> [To be done]: Please output exactly the run of lines that starts at the line with "TARGET: cooked plum" and ends at the last line of the records below.

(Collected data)
[BEGIN]

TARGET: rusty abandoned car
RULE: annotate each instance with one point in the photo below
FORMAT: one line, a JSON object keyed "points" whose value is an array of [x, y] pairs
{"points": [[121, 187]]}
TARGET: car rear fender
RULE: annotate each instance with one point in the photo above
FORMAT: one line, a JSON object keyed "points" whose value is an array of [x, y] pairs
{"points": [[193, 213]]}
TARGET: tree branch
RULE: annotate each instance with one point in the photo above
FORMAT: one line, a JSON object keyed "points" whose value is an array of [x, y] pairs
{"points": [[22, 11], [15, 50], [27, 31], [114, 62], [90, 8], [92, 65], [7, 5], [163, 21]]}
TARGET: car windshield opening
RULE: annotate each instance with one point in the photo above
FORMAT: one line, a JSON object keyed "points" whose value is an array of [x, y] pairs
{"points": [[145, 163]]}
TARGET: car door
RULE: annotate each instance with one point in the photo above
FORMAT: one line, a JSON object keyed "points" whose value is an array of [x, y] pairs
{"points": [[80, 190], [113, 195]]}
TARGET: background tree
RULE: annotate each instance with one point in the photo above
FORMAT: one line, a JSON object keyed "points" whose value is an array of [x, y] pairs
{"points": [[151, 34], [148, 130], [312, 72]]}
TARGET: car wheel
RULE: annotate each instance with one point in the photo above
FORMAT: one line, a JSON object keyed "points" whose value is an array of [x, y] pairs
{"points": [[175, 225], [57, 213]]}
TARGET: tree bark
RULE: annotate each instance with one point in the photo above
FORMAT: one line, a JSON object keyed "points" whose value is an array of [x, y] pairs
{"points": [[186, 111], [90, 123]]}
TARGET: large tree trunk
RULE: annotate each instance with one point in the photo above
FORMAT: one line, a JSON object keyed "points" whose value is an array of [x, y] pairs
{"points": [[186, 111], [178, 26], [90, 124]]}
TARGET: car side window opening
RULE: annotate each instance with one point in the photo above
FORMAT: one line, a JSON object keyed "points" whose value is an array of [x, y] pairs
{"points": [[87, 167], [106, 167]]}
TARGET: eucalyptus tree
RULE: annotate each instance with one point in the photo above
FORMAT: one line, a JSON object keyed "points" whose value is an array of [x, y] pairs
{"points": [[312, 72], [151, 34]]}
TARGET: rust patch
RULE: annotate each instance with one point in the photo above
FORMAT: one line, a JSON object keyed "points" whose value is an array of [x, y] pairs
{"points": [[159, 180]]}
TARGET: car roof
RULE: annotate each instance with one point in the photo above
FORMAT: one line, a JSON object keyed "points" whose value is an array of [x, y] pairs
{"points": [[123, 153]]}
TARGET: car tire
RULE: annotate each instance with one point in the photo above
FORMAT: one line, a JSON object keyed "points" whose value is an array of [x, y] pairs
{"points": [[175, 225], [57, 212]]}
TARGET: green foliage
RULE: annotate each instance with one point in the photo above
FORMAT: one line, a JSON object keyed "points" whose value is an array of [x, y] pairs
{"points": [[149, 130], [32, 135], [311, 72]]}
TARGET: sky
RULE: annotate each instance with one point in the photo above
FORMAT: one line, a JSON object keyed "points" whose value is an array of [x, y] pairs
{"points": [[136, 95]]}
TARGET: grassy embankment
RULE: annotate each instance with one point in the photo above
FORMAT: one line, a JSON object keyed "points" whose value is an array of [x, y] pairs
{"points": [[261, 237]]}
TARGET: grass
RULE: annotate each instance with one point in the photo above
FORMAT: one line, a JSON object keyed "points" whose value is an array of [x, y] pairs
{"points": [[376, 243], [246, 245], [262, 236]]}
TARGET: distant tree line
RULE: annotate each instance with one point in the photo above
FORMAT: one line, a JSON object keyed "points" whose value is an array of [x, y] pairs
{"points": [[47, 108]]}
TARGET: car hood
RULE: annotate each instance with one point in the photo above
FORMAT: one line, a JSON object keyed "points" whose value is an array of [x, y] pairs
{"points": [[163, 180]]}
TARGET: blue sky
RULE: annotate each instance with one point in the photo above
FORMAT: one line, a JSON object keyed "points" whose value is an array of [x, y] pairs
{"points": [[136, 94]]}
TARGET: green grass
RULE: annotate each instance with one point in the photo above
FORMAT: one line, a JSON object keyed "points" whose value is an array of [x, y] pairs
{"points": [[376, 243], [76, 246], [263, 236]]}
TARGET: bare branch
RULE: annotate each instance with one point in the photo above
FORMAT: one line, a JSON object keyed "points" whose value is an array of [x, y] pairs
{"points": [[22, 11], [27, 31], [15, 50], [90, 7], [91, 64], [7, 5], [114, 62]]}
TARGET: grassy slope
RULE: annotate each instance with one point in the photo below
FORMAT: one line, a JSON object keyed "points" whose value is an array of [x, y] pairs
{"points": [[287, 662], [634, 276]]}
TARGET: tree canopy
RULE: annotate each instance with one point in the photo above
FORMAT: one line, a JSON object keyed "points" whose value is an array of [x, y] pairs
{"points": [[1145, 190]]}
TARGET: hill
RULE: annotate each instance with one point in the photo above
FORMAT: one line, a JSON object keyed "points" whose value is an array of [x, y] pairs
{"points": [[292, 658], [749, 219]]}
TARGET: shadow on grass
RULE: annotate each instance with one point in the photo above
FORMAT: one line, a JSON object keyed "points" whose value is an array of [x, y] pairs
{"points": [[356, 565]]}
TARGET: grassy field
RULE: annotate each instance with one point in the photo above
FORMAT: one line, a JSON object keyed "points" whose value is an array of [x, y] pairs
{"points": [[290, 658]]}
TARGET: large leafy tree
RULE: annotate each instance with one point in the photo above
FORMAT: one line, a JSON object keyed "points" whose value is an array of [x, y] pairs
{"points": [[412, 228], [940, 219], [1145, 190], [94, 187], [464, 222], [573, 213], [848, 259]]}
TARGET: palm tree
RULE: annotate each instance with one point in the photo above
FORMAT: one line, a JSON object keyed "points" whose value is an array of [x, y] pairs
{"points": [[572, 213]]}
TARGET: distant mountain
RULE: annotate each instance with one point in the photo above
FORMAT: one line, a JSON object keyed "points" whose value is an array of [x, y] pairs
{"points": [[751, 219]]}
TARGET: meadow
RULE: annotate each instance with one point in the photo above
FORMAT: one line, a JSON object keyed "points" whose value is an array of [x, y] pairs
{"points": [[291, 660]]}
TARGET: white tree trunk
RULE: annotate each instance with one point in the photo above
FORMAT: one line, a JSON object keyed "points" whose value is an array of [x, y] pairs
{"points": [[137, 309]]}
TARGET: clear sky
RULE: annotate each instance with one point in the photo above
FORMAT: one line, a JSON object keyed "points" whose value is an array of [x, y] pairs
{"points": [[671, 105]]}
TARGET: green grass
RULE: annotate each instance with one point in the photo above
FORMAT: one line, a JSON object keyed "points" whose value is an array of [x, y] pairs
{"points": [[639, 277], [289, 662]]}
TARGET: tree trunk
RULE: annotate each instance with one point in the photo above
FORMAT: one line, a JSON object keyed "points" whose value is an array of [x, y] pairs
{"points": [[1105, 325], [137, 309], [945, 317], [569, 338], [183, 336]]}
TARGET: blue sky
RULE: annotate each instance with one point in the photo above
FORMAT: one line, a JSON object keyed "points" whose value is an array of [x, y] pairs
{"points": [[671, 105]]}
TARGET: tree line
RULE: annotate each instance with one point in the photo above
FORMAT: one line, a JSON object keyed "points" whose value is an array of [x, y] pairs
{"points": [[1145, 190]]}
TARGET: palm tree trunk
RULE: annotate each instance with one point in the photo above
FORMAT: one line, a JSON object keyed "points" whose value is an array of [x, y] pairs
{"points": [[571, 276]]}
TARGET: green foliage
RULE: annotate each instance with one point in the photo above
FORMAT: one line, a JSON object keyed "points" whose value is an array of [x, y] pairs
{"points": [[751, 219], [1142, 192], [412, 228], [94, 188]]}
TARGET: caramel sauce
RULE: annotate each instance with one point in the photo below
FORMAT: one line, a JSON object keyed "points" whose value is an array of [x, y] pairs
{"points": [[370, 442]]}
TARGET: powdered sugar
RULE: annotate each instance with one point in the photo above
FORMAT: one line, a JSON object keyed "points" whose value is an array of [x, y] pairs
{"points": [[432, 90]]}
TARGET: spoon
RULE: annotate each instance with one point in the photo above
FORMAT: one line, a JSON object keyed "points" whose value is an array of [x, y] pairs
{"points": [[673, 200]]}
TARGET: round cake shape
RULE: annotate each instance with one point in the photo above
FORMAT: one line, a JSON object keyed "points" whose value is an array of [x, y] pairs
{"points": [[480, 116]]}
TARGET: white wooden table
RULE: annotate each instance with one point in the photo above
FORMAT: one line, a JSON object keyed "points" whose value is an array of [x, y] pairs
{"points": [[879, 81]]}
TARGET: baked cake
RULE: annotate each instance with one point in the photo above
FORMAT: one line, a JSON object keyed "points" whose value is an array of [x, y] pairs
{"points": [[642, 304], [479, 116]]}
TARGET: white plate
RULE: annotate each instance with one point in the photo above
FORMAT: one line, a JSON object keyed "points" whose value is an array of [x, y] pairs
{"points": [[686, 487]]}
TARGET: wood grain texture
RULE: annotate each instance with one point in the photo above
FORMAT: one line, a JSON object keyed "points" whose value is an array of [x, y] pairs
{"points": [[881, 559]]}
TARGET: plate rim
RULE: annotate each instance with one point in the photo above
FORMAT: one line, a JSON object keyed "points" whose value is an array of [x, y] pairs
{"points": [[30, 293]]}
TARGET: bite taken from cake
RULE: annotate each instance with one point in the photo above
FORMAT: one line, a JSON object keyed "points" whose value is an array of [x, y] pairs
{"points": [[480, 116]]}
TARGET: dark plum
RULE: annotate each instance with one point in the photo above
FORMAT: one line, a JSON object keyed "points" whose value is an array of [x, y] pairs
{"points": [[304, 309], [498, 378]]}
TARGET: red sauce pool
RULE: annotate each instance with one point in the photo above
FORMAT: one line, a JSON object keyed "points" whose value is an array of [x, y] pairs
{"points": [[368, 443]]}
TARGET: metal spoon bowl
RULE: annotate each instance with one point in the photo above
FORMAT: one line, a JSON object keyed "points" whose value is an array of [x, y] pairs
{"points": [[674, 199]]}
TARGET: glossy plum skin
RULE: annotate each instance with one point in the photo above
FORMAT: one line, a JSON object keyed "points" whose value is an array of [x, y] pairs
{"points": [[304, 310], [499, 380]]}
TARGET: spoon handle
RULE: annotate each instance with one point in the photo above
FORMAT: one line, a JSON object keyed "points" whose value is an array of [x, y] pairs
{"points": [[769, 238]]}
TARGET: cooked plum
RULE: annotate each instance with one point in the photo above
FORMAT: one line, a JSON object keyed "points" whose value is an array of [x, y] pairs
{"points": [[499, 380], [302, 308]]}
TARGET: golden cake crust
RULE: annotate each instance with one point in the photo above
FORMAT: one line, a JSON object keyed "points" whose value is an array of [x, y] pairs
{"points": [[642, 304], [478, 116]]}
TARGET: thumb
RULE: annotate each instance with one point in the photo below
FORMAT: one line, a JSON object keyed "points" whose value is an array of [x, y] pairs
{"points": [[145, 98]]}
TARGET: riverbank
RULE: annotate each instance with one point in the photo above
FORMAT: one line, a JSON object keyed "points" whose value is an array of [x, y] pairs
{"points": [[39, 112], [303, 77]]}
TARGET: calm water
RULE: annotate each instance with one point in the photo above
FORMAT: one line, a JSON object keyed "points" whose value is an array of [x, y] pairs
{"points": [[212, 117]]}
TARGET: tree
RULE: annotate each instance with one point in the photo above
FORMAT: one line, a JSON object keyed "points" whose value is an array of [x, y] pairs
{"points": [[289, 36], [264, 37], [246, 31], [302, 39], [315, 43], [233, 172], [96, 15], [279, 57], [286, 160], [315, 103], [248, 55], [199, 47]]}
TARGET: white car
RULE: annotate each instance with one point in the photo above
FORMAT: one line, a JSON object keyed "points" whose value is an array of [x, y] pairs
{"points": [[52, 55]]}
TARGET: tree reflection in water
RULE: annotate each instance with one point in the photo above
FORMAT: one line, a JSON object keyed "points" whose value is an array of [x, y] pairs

[END]

> [Result below]:
TARGET: cooked plum
RULE: annotate each instance with one point in the photo above
FORMAT: one line, a JSON object keyed "points" whose value is an array of [x, y] pairs
{"points": [[499, 380], [302, 308]]}
TARGET: golden cake crust
RULE: annotate each instance with one point in the photo above
FORMAT: one line, a JSON object keyed "points" whose value is an array of [x, y] pairs
{"points": [[642, 304], [478, 116]]}
TARGET: thumb
RULE: annotate each instance with one point in the photo below
FORMAT: one line, a JSON object keyed "points" whose value is an array of [x, y] pairs
{"points": [[145, 98]]}
TARGET: riverbank
RULE: annotate each instance with one point in the photo above
FORMAT: one line, a JSON object keyed "points" whose value is an array of [x, y] pairs
{"points": [[39, 112], [303, 77]]}
TARGET: calm water
RULE: annotate each instance with one point in the photo above
FORMAT: one line, a JSON object keyed "points" whose value is an array of [x, y] pairs
{"points": [[212, 117]]}
TARGET: tree
RULE: annotate each instance with one point in the photo above
FORMAT: one line, a JSON object keyed "points" whose value is an array of [x, y] pairs
{"points": [[289, 36], [264, 37], [246, 31], [302, 39], [315, 43], [233, 172], [96, 15], [279, 57], [286, 160], [315, 103], [248, 55], [199, 47]]}
TARGET: white car
RULE: annotate each instance with one point in the photo above
FORMAT: one line, a JSON object keyed "points" whose value is an array of [x, y] pairs
{"points": [[52, 55]]}
TARGET: tree reflection in water
RULE: annotate each instance with one point in the photo above
FORMAT: one line, a JSON object keyed "points" whose value is an array of [x, y] pairs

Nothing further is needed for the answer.